Source >>
Among them, C(T) is the prediction error of the model to training characteristics data, the fitting degree of the model to training characteristic. In order to prevent the degree of fitting of the training feature is too large, \( \alpha N \) shows the degree of fitting of the model to other test features, N represents the complexity degree of the model, and the relationship between the two parameters is controlled through \( \alpha \) . Larger parameters \( \alpha \) can reduce the complexity of the decision tree, and vice versa. The pruning process is the process of determining the parameter \( \alpha \) ,that is, selecting the subtree with the smallest loss of the actual loss function. The larger the sub-tree is, the better the fitting of the training data, the higher the complexity degree of the model; the smaller the subtree, the better the fitting of the test data, the lower the complexity degree of the model. The pruning process can greatly reduce the complexity of the model so that it can obtain a reasonable degree of fitting for all data within the maximum model complexity. The true meaning of pruning is to use the maximum likelihood estimation to conduct model selection, and select the appropriate subtree as the data mining model.

3 Incremental decision tree algorithm with the processing of Bayesian nodes

Traditional ID3 and C4.5 decision tree algorithm is suitable for offline machine learning. When there is a machine learning scene on the line, there will be increasing data. For time series data, this type of data will increase over time, the classification, regression and prediction are a huge challenge. In order to solve the shortcomings of the traditional algorithm for incremental time series data, the author preprocesses the incremental data through the Bayesian classification method, and then using the decision tree algorithm for classification or regression, it can solve the data incremental learning problems during the process of data mining classification and regression [30].

3.1 Bayesian classification method

Bayesian classification method is a fast, effective and practical statistical classification method, which uses the theory of Bayesian to build the classification process. Firstly, calculation of the prior probability and posterior probability by Bayesian method is [13]:

$$\begin{aligned} P(D|A)=\frac{P(A|D)P(D)}{P(A)} \end{aligned}$$
(6)

What you have to do >> Copy the full decision tree excerpt word for word. The items after the decision tree excerpt are not needed.

Excerpted records >>
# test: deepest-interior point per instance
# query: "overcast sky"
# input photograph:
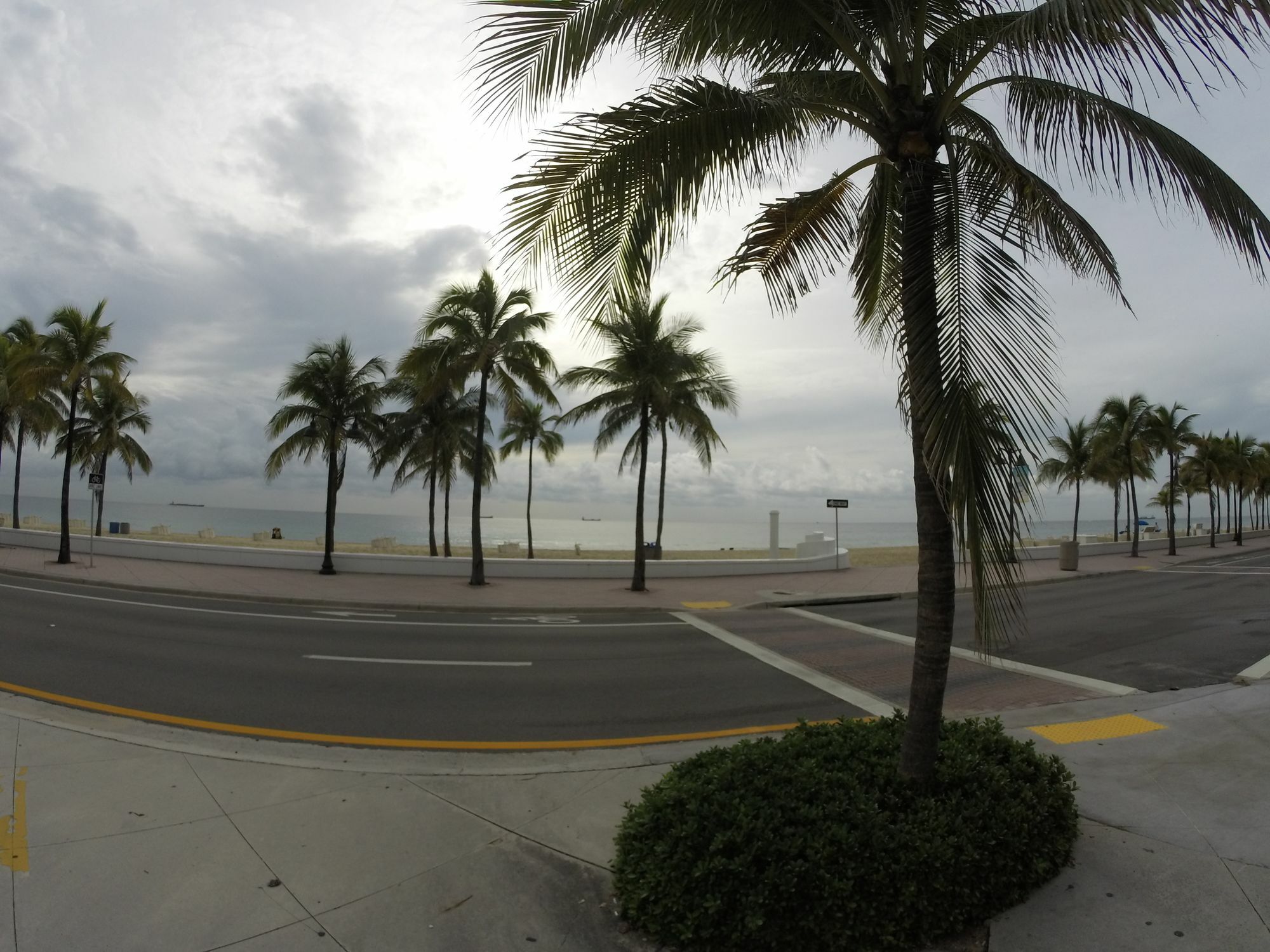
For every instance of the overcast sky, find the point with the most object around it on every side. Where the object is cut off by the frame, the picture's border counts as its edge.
(243, 177)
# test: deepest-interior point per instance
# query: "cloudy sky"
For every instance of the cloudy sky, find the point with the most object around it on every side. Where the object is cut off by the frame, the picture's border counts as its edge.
(244, 177)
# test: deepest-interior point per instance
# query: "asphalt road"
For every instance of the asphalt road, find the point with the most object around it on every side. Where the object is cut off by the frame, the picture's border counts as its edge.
(543, 678)
(1198, 624)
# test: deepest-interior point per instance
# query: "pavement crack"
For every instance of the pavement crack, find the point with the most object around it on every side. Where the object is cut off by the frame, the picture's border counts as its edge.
(512, 831)
(257, 852)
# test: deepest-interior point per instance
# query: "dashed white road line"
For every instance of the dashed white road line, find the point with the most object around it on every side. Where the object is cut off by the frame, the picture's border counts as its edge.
(1080, 681)
(319, 619)
(416, 661)
(831, 686)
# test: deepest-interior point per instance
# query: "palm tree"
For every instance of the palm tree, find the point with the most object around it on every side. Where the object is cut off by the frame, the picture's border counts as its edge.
(1206, 465)
(426, 440)
(648, 355)
(937, 242)
(1170, 433)
(1245, 463)
(473, 329)
(336, 404)
(112, 413)
(35, 402)
(1073, 465)
(1126, 421)
(702, 385)
(525, 426)
(77, 352)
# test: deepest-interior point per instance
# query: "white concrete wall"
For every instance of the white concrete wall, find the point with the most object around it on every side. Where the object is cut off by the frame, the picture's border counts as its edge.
(384, 564)
(1146, 545)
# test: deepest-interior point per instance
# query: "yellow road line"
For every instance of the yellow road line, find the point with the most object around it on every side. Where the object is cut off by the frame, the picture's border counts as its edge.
(404, 743)
(13, 830)
(1098, 729)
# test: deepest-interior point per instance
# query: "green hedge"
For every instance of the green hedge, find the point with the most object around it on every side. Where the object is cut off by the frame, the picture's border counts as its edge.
(813, 842)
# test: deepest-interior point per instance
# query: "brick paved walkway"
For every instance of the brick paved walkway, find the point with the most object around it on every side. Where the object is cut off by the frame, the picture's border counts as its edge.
(882, 668)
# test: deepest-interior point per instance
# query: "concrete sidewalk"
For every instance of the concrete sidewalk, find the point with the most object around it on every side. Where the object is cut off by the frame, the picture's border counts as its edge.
(538, 595)
(162, 840)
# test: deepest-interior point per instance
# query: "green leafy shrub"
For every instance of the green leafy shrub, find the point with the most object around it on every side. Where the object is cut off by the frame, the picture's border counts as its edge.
(815, 843)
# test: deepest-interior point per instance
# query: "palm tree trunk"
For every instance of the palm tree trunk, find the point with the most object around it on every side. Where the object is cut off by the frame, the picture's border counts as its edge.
(1213, 499)
(446, 550)
(432, 508)
(1239, 513)
(937, 571)
(529, 502)
(478, 479)
(101, 497)
(661, 492)
(17, 470)
(1133, 501)
(638, 578)
(64, 550)
(328, 565)
(1076, 520)
(1173, 502)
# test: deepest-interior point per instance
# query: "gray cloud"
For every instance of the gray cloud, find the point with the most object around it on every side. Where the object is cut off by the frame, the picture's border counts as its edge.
(316, 154)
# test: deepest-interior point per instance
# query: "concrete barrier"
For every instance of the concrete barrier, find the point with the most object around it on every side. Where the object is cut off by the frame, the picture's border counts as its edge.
(1147, 545)
(385, 564)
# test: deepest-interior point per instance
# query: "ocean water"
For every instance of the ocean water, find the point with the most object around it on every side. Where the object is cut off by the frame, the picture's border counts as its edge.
(548, 534)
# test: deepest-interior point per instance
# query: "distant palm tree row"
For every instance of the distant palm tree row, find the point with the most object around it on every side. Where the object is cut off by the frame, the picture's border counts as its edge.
(1126, 441)
(67, 385)
(476, 352)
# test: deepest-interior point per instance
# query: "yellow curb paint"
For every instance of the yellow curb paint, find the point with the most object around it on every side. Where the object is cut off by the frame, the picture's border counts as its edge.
(402, 743)
(13, 830)
(1098, 729)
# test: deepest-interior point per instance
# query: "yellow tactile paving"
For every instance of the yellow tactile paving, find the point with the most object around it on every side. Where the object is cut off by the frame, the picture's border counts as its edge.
(1098, 729)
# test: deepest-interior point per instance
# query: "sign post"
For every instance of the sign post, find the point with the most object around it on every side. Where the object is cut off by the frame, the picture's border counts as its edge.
(836, 505)
(96, 486)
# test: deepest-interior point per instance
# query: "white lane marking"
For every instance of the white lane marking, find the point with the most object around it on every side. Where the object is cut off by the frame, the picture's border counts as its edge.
(1247, 572)
(312, 619)
(539, 619)
(1254, 672)
(991, 662)
(359, 615)
(831, 686)
(413, 661)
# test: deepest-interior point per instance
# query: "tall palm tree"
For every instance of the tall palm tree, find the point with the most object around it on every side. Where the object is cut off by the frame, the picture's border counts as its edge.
(1170, 433)
(427, 439)
(526, 427)
(648, 354)
(702, 387)
(939, 238)
(1073, 463)
(78, 352)
(476, 331)
(36, 404)
(1206, 463)
(336, 406)
(1126, 420)
(112, 413)
(1245, 463)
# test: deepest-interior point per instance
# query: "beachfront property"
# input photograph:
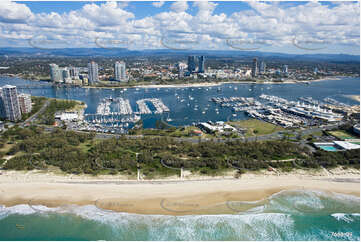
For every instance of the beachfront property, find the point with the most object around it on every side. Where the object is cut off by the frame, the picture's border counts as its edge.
(336, 145)
(25, 102)
(10, 104)
(67, 116)
(356, 129)
(219, 126)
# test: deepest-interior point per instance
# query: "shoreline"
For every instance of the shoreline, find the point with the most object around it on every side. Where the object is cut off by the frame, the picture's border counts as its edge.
(164, 197)
(198, 84)
(214, 84)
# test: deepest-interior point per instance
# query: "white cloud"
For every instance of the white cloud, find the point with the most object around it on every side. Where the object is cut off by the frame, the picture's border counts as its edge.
(11, 12)
(180, 6)
(158, 4)
(264, 22)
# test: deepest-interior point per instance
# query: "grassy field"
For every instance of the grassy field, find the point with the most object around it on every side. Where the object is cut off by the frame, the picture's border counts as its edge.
(341, 134)
(256, 127)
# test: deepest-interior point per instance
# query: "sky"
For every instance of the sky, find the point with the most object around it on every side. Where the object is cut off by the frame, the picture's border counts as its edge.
(285, 27)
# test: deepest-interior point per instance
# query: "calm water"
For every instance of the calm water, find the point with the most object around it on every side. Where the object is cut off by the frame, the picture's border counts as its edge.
(288, 215)
(182, 112)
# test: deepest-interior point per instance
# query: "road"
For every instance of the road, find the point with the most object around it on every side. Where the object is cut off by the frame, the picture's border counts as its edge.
(273, 136)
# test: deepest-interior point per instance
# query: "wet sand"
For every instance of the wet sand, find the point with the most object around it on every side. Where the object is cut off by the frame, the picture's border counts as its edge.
(172, 197)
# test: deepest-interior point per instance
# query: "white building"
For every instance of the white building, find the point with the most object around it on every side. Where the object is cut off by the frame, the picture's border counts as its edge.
(11, 103)
(119, 71)
(56, 74)
(93, 75)
(24, 102)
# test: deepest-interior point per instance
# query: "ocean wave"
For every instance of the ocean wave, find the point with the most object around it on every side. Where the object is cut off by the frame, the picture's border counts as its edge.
(300, 202)
(348, 218)
(279, 217)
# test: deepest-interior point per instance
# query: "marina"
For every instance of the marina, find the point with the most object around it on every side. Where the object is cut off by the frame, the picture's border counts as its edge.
(196, 106)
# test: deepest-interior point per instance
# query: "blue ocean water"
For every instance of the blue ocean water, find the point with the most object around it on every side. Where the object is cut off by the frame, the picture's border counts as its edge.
(287, 215)
(182, 109)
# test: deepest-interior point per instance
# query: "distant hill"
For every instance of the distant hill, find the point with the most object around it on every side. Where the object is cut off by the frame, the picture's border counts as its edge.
(25, 51)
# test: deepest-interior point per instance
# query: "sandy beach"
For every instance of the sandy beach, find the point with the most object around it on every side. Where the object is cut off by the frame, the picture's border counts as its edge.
(201, 195)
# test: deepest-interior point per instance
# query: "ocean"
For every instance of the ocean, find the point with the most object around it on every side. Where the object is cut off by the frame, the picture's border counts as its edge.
(287, 215)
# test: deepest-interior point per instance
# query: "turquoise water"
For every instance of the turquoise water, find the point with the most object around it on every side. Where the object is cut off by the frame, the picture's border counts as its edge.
(328, 148)
(288, 215)
(184, 112)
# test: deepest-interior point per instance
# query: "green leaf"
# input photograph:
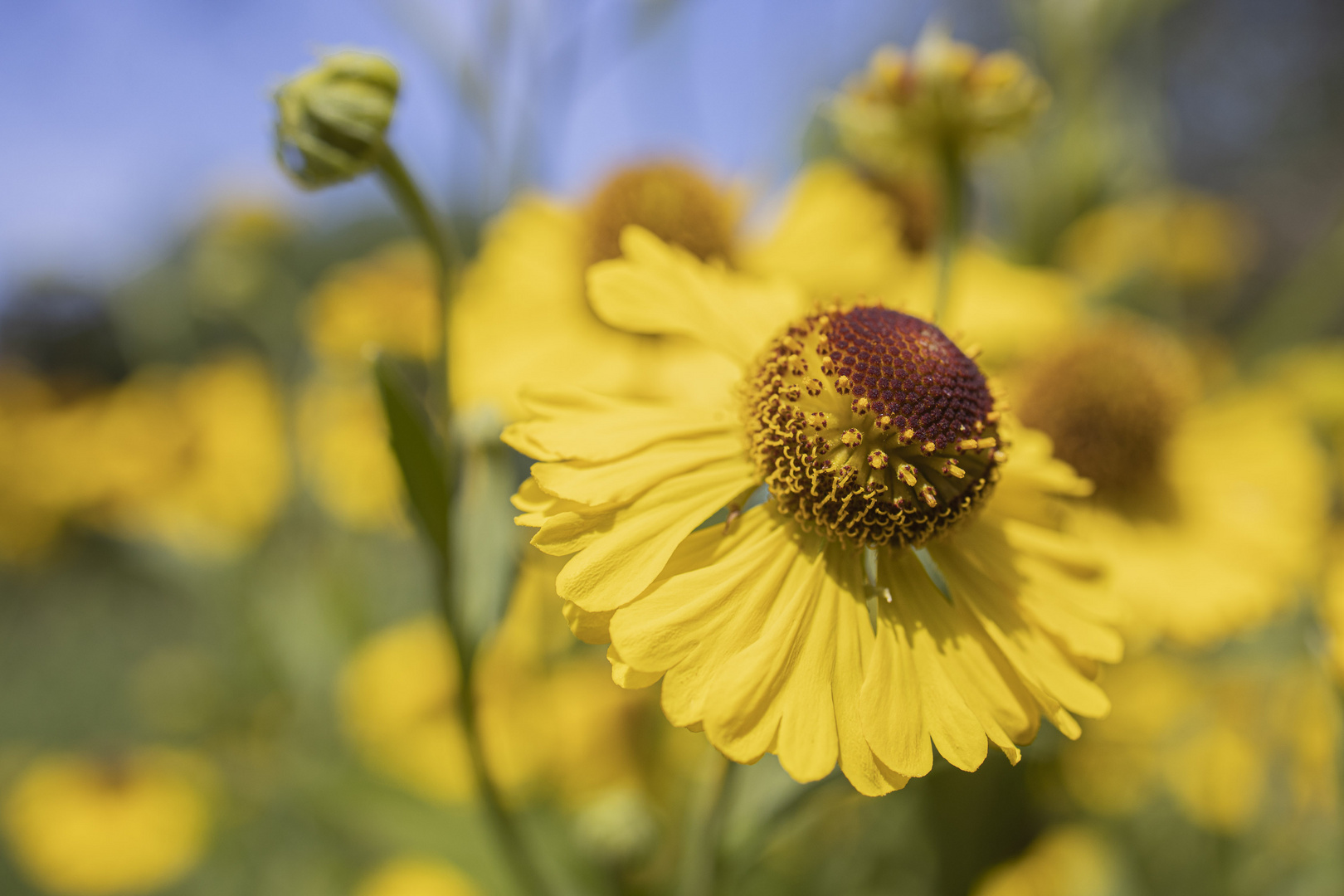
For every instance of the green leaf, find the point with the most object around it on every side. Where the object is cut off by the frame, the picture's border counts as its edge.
(420, 453)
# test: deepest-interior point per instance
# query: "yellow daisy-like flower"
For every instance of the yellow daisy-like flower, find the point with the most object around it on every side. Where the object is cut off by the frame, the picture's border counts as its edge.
(945, 97)
(1225, 742)
(877, 437)
(1064, 861)
(95, 828)
(1203, 543)
(417, 878)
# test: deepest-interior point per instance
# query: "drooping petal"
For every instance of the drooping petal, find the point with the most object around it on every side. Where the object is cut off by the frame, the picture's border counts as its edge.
(619, 481)
(585, 426)
(665, 290)
(636, 540)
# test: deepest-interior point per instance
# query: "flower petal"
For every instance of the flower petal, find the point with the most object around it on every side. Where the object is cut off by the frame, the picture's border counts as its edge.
(665, 289)
(635, 542)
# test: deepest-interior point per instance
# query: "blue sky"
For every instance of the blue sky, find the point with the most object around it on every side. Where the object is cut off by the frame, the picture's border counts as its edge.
(124, 121)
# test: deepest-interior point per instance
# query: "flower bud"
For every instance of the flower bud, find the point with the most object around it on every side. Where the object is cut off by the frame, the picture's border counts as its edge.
(944, 97)
(334, 116)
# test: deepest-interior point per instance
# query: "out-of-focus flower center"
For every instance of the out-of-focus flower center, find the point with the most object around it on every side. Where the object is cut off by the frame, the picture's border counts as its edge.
(873, 427)
(1110, 402)
(670, 201)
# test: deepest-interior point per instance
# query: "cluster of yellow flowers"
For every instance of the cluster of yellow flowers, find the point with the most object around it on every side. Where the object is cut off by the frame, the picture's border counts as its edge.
(190, 458)
(827, 525)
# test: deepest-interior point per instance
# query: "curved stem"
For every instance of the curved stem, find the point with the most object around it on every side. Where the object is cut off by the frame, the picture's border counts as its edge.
(409, 197)
(698, 874)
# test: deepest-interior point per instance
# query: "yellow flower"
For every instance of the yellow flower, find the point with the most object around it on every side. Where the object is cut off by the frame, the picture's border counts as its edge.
(195, 460)
(231, 472)
(944, 99)
(1218, 738)
(1332, 603)
(523, 312)
(383, 303)
(1181, 236)
(873, 431)
(95, 828)
(1203, 543)
(398, 703)
(1062, 861)
(417, 878)
(344, 451)
(552, 720)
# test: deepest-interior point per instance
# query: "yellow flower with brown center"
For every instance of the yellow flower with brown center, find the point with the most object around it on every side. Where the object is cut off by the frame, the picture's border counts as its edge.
(523, 310)
(1202, 543)
(944, 99)
(129, 824)
(875, 436)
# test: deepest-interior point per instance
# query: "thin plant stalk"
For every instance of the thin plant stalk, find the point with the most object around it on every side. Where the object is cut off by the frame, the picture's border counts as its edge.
(699, 869)
(446, 258)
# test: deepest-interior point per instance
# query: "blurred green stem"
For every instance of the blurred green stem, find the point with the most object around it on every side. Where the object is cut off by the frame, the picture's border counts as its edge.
(698, 874)
(409, 197)
(953, 182)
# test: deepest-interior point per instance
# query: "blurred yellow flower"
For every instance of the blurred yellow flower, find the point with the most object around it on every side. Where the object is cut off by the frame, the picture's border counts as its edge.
(195, 458)
(231, 473)
(1010, 312)
(1185, 238)
(945, 100)
(130, 824)
(344, 451)
(230, 258)
(523, 312)
(398, 704)
(1227, 742)
(382, 303)
(1062, 861)
(417, 878)
(552, 719)
(1202, 543)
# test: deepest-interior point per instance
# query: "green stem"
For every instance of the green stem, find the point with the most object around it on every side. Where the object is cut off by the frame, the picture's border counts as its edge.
(409, 197)
(953, 176)
(698, 874)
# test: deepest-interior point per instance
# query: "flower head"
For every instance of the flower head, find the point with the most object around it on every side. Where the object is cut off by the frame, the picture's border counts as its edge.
(1203, 542)
(85, 826)
(858, 421)
(667, 199)
(944, 97)
(332, 119)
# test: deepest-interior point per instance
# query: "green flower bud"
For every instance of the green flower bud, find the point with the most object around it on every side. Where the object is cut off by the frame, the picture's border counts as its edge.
(334, 116)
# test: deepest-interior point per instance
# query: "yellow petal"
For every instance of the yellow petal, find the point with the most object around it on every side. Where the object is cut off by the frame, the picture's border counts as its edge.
(585, 426)
(636, 540)
(598, 483)
(854, 648)
(665, 289)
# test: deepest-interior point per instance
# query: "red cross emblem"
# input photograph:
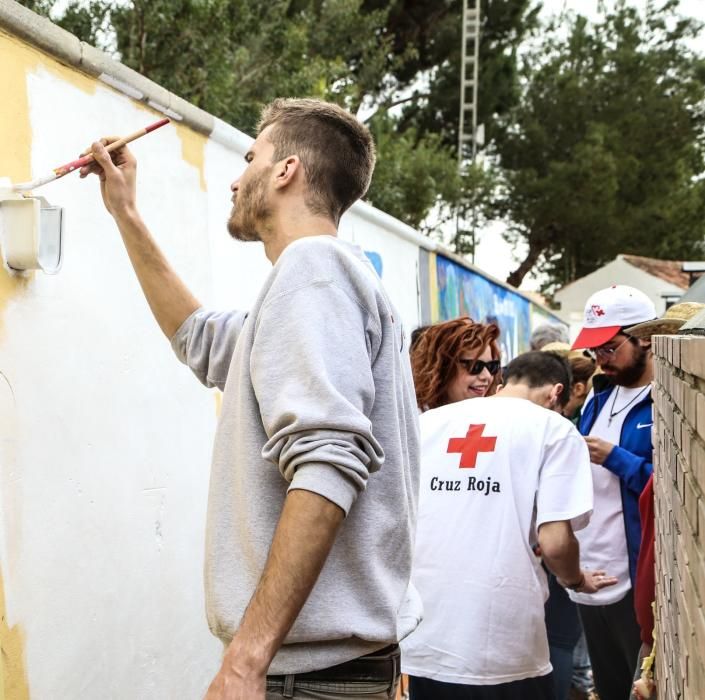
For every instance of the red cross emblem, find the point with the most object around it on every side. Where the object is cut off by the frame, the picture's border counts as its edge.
(471, 445)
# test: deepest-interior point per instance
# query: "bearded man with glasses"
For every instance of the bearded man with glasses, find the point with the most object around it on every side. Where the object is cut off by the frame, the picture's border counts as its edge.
(616, 422)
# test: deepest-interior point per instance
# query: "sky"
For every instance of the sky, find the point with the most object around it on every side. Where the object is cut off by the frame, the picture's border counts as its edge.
(494, 255)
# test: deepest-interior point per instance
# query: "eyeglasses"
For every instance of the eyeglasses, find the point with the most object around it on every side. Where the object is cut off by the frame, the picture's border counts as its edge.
(476, 366)
(607, 353)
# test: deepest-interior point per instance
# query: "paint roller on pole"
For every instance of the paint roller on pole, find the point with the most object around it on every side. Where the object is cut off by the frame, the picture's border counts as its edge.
(85, 160)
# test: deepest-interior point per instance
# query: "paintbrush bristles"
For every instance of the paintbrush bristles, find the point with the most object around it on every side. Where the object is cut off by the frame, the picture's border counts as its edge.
(85, 160)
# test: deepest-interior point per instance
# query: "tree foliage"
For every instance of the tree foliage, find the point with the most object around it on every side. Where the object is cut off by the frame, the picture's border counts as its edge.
(603, 153)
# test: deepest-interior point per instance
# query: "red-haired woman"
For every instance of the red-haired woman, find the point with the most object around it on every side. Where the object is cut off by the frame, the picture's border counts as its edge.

Full answer >>
Among them, C(T) is the prediction error of the model to training characteristics data, the fitting degree of the model to training characteristic. In order to prevent the degree of fitting of the training feature is too large, \( \alpha N \) shows the degree of fitting of the model to other test features, N represents the complexity degree of the model, and the relationship between the two parameters is controlled through \( \alpha \) . Larger parameters \( \alpha \) can reduce the complexity of the decision tree, and vice versa. The pruning process is the process of determining the parameter \( \alpha \) ,that is, selecting the subtree with the smallest loss of the actual loss function. The larger the sub-tree is, the better the fitting of the training data, the higher the complexity degree of the model; the smaller the subtree, the better the fitting of the test data, the lower the complexity degree of the model. The pruning process can greatly reduce the complexity of the model so that it can obtain a reasonable degree of fitting for all data within the maximum model complexity. The true meaning of pruning is to use the maximum likelihood estimation to conduct model selection, and select the appropriate subtree as the data mining model.

3 Incremental decision tree algorithm with the processing of Bayesian nodes

Traditional ID3 and C4.5 decision tree algorithm is suitable for offline machine learning. When there is a machine learning scene on the line, there will be increasing data. For time series data, this type of data will increase over time, the classification, regression and prediction are a huge challenge. In order to solve the shortcomings of the traditional algorithm for incremental time series data, the author preprocesses the incremental data through the Bayesian classification method, and then using the decision tree algorithm for classification or regression, it can solve the data incremental learning problems during the process of data mining classification and regression [30].

3.1 Bayesian classification method

Bayesian classification method is a fast, effective and practical statistical classification method, which uses the theory of Bayesian to build the classification process. Firstly, calculation of the prior probability and posterior probability by Bayesian method is [13]:

$$\begin{aligned} P(D|A)=\frac{P(A|D)P(D)}{P(A)} \end{aligned}$$
(6)